Segment Open

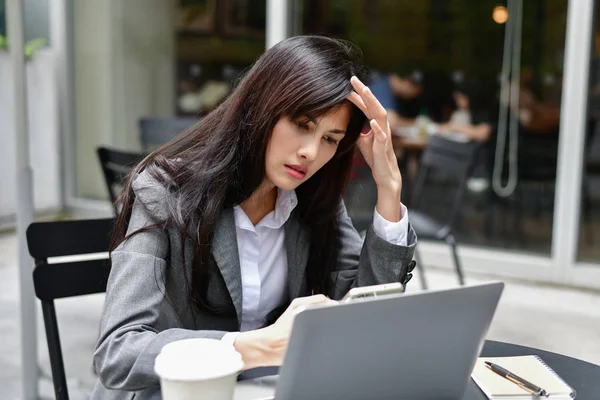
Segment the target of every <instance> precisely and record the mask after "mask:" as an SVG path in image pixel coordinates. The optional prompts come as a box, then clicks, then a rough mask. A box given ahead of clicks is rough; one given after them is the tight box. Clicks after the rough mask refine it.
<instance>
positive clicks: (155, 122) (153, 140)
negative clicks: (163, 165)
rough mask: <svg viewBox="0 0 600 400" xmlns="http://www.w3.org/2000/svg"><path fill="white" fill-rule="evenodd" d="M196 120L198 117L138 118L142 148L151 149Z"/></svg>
mask: <svg viewBox="0 0 600 400" xmlns="http://www.w3.org/2000/svg"><path fill="white" fill-rule="evenodd" d="M196 122H198V118H189V117H188V118H141V119H140V120H139V127H140V142H141V144H142V149H144V150H145V151H152V150H154V149H155V148H157V147H159V146H161V145H163V144H165V143H167V142H168V141H169V140H171V139H173V138H174V137H175V136H176V135H177V134H178V133H180V132H182V131H184V130H186V129H187V128H189V127H190V126H192V125H194V124H195V123H196Z"/></svg>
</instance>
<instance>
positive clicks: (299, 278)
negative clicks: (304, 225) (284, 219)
mask: <svg viewBox="0 0 600 400" xmlns="http://www.w3.org/2000/svg"><path fill="white" fill-rule="evenodd" d="M284 227H285V228H284V229H285V250H286V253H287V260H288V290H289V293H290V299H295V298H296V297H298V296H299V295H300V294H301V290H302V286H303V284H304V281H305V279H304V274H305V272H306V263H307V261H308V250H309V249H308V246H309V242H308V233H307V232H306V230H305V229H303V228H302V226H301V224H300V222H299V221H298V219H297V218H295V216H294V214H293V213H292V215H291V216H290V218H289V219H288V220H287V222H286V223H285V225H284Z"/></svg>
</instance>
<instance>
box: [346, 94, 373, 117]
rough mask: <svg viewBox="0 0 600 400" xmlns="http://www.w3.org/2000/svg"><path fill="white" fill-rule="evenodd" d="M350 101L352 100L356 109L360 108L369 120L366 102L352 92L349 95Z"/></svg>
mask: <svg viewBox="0 0 600 400" xmlns="http://www.w3.org/2000/svg"><path fill="white" fill-rule="evenodd" d="M348 100H350V101H351V102H352V103H353V104H354V105H355V106H356V107H358V108H359V109H360V110H361V111H362V112H363V113H364V114H365V115H366V116H367V118H369V110H368V109H367V106H366V105H365V102H364V101H363V99H362V97H360V95H359V94H358V93H356V92H354V91H353V92H351V93H350V94H349V95H348Z"/></svg>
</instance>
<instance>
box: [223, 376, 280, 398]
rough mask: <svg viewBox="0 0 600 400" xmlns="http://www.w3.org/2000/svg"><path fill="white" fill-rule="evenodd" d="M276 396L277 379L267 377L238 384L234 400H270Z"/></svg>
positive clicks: (250, 380)
mask: <svg viewBox="0 0 600 400" xmlns="http://www.w3.org/2000/svg"><path fill="white" fill-rule="evenodd" d="M274 395H275V377H265V378H257V379H250V380H246V381H240V382H238V383H237V384H236V386H235V392H234V394H233V400H268V399H273V396H274Z"/></svg>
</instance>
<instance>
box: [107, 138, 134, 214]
mask: <svg viewBox="0 0 600 400" xmlns="http://www.w3.org/2000/svg"><path fill="white" fill-rule="evenodd" d="M97 153H98V158H99V159H100V166H101V167H102V173H103V174H104V181H105V182H106V187H107V189H108V195H109V197H110V201H111V203H112V204H113V208H114V211H115V215H116V214H118V213H119V210H118V209H117V203H116V202H117V197H118V193H119V191H120V189H121V188H122V187H123V182H125V178H126V177H127V175H128V174H129V173H130V172H131V170H132V169H133V167H135V165H136V164H137V163H139V162H140V161H141V160H142V159H143V158H144V154H141V153H133V152H129V151H122V150H114V149H109V148H106V147H99V148H98V149H97Z"/></svg>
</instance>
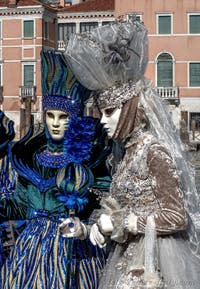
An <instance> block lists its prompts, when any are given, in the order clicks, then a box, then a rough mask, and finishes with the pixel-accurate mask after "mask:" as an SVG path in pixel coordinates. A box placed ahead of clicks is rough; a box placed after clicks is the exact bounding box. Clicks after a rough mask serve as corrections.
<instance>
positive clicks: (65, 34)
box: [58, 23, 76, 41]
mask: <svg viewBox="0 0 200 289" xmlns="http://www.w3.org/2000/svg"><path fill="white" fill-rule="evenodd" d="M75 32H76V23H61V24H58V39H59V40H63V41H65V40H69V38H70V36H71V35H72V34H74V33H75Z"/></svg>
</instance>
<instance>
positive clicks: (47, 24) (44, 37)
mask: <svg viewBox="0 0 200 289" xmlns="http://www.w3.org/2000/svg"><path fill="white" fill-rule="evenodd" d="M48 38H49V22H47V21H45V22H44V39H48Z"/></svg>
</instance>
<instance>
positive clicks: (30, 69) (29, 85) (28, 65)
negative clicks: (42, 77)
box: [24, 65, 34, 86]
mask: <svg viewBox="0 0 200 289" xmlns="http://www.w3.org/2000/svg"><path fill="white" fill-rule="evenodd" d="M24 85H25V86H33V85H34V65H24Z"/></svg>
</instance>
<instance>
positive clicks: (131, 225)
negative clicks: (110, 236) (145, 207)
mask: <svg viewBox="0 0 200 289" xmlns="http://www.w3.org/2000/svg"><path fill="white" fill-rule="evenodd" d="M137 218H138V217H137V216H136V215H135V214H134V213H130V214H129V215H128V216H127V217H125V219H124V229H125V230H126V231H127V232H129V233H132V234H133V235H136V234H137Z"/></svg>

Segment Closed

*EXERCISE DETAILS*:
Check each line of the records for the word "then" and extract those that contain it.

*ANSWER TO THE EXERCISE*:
Segment the target of every <instance> precisely and record the mask after "mask:" as an SVG path in image pixel coordinates. The optional prompts come as a box, then clicks, then a rough mask. A box given ahead of clicks is rough; one given after them is the tight box. Clicks after the rough mask refine it.
An <instance> block lists its prompts, when any are given, in the order clicks, then a box, then a rough mask, and finishes with the pixel-accurate mask after "mask:" as an SVG path in pixel coordinates. A box placed ahead of clicks is rough; a box placed after clicks is the exact bounding box. Clicks after a rough mask serve as corrections.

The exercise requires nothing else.